Available data -
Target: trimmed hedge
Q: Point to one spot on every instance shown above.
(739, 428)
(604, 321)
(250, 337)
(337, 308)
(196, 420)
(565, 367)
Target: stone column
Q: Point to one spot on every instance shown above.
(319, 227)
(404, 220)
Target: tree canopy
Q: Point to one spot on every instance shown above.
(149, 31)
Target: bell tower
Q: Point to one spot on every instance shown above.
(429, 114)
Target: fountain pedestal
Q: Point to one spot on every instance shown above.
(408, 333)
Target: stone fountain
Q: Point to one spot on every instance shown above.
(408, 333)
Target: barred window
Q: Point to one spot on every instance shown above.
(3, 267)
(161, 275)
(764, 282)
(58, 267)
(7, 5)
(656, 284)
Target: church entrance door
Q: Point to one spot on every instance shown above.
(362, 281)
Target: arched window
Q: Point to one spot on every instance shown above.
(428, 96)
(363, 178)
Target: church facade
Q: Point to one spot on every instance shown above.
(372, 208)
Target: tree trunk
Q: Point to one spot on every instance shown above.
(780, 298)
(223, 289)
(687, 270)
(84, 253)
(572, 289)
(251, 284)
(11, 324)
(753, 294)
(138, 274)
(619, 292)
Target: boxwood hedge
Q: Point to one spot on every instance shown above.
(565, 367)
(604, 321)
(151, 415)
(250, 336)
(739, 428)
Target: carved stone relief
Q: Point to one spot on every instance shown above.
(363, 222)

Your objective -
Those lines of the records that contain the string "hedge" should be identified and copied.

Answer space -
Target: trimmed hedge
Target: boxwood hedge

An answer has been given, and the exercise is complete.